◆ **ACTIVITY**
Exactly as they appear, set down all the lines of the material.

◆ **PROVIDED ENTRIES**
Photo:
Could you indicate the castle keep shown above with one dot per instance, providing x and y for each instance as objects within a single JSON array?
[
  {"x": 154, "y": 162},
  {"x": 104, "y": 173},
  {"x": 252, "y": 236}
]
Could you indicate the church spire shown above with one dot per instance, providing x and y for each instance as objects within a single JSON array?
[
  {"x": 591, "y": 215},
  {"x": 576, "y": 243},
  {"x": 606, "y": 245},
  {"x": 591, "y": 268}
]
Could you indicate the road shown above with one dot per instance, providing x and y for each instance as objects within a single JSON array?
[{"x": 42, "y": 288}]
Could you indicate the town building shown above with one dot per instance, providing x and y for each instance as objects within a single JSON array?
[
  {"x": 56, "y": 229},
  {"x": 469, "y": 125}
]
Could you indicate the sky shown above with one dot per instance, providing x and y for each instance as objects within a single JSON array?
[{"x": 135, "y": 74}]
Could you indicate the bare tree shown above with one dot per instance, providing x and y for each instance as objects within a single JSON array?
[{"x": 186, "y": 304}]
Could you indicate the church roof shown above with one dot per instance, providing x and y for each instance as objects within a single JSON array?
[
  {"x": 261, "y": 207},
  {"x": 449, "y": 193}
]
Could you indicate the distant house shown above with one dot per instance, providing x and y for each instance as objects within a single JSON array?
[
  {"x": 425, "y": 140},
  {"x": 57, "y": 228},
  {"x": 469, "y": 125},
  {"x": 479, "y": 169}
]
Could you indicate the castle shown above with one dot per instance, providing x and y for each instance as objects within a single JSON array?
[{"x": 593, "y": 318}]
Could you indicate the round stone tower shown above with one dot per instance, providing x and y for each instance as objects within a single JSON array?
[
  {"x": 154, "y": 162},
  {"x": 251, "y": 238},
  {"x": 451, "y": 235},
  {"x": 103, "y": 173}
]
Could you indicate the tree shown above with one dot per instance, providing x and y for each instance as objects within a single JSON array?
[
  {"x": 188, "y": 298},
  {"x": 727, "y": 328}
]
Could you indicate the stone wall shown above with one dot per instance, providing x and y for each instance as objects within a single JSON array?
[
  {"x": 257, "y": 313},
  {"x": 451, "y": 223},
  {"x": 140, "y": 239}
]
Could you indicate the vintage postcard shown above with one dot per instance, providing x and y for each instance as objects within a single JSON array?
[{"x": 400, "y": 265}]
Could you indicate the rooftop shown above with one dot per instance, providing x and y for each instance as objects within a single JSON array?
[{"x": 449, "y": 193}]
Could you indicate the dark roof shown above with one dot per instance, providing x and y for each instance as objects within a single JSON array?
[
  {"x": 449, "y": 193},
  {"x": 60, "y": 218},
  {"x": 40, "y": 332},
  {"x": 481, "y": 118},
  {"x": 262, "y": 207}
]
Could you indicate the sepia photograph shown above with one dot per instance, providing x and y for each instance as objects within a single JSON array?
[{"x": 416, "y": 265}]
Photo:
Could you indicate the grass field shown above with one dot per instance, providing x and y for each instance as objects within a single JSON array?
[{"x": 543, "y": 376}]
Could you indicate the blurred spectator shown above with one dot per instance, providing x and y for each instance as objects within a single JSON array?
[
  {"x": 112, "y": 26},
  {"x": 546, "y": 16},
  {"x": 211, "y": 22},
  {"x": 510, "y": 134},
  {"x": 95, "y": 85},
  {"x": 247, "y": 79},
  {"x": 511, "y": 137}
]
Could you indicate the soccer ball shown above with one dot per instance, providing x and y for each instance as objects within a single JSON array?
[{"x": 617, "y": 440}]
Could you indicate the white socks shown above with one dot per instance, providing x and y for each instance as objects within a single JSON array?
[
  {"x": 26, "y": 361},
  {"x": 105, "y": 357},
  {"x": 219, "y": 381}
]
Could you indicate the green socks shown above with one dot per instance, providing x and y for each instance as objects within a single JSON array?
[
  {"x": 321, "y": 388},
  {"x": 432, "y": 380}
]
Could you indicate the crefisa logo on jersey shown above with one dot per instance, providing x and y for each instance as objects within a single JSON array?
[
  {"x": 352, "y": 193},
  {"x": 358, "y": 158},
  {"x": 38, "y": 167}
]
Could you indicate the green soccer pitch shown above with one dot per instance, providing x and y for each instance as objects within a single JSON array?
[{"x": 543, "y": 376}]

◆ **WRITTEN RESPONSE**
Photo:
Could you indicate the castle keep shown above with one dot per instance, providing x and y for each instance as objects within a single JSON array?
[
  {"x": 154, "y": 162},
  {"x": 104, "y": 173},
  {"x": 252, "y": 236}
]
Could you indicate the church spire shown above with one dot per instance, providing x and y for each instance as objects within a single JSON array?
[
  {"x": 591, "y": 215},
  {"x": 576, "y": 243},
  {"x": 606, "y": 245},
  {"x": 591, "y": 268}
]
Could you indicate the road shown above with one dot per instance, providing x and y for each instance as objects within a single JSON array?
[{"x": 42, "y": 288}]
Could you indicate the town building shown above with one dot per instance, providing x and y for each instance as objects within a single JSON array?
[
  {"x": 56, "y": 229},
  {"x": 469, "y": 125}
]
Could you indicate the sky shown above with one dot per instance, providing x and y for each instance as objects within a single JSON array?
[{"x": 135, "y": 74}]
Could you indicate the bare tree shown above with one dot per instance, providing x and y for each instance as objects within a single JSON array?
[{"x": 186, "y": 304}]
Could you indicate the church roof shown above with one dot per instance, providing x and y for each instance as objects within a single JSON array?
[
  {"x": 261, "y": 207},
  {"x": 449, "y": 193}
]
Could you indicate the distant house shown above with one dot per instance, providing x and y for each instance as objects within a single JSON array?
[
  {"x": 425, "y": 140},
  {"x": 57, "y": 228},
  {"x": 469, "y": 125},
  {"x": 479, "y": 169}
]
Could you indicate the castle shown above with one dot per instance, providing x and y for each instance as objects within a single JSON array?
[{"x": 593, "y": 318}]
Could you indicate the round stone tower shown above with one dot per instance, providing x and y for each instance as objects within a single JSON array?
[
  {"x": 154, "y": 162},
  {"x": 251, "y": 238},
  {"x": 451, "y": 235},
  {"x": 103, "y": 173}
]
Could you indicate the tree shown above with one dot per instance, providing x and y for each instance as objects within a single JSON array?
[
  {"x": 188, "y": 298},
  {"x": 727, "y": 328}
]
Could you indicate the stone wall shown above with one dot per instance, providing x and y for each instance as objects within a single JSON array?
[
  {"x": 257, "y": 313},
  {"x": 451, "y": 223},
  {"x": 140, "y": 239}
]
Could you indicate the vintage postcard shown above with one dot per instance, providing x and y for each instance as objects within a single JSON array?
[{"x": 400, "y": 265}]
Could you indicate the rooftop shown above with one dot per instance, providing x and y for each instance as objects within a single JSON array?
[{"x": 449, "y": 193}]
Could you indicate the dark roof shown above with one dot per instance, providing x and y for each instance as objects within a single JSON array?
[
  {"x": 449, "y": 193},
  {"x": 60, "y": 218},
  {"x": 40, "y": 332},
  {"x": 481, "y": 118},
  {"x": 262, "y": 207}
]
Could you indicate the sepia photograph shown above with one dot per instance, providing x and y for each instance as objects within a single JSON array?
[{"x": 416, "y": 265}]
Photo:
Could you indicate the grass field shown above with one dot per instance, providing x and y for each instance as objects within a single JSON array?
[{"x": 543, "y": 376}]
Could you indicate the blurred spectator shown above with one dot per instance, providing x and y for each instance as objects within a single JSON array?
[
  {"x": 112, "y": 26},
  {"x": 546, "y": 16},
  {"x": 211, "y": 22},
  {"x": 510, "y": 134},
  {"x": 95, "y": 85},
  {"x": 247, "y": 79},
  {"x": 511, "y": 137}
]
Could you indicate the soccer ball shown above with one dot per instance, providing x and y for each instance as objects within a single JSON array?
[{"x": 617, "y": 440}]
Could you indicate the white socks shown above with one dot per instance, providing x and y for each instance as objects within a single JSON array?
[
  {"x": 26, "y": 361},
  {"x": 105, "y": 357},
  {"x": 219, "y": 381}
]
Could you indicate the green socks shown above with one dot per instance, providing x and y for each instance as objects within a single JSON array?
[
  {"x": 321, "y": 388},
  {"x": 432, "y": 380}
]
Could you indicate the crefisa logo on jersey shown above with one dot per instance, providing x and y for each instance as objects within a single JSON array?
[
  {"x": 352, "y": 193},
  {"x": 358, "y": 158},
  {"x": 38, "y": 167}
]
Could you indicate the green soccer pitch shown above with one dot per instance, providing x and y for each instance as objects within a single JSON array?
[{"x": 543, "y": 376}]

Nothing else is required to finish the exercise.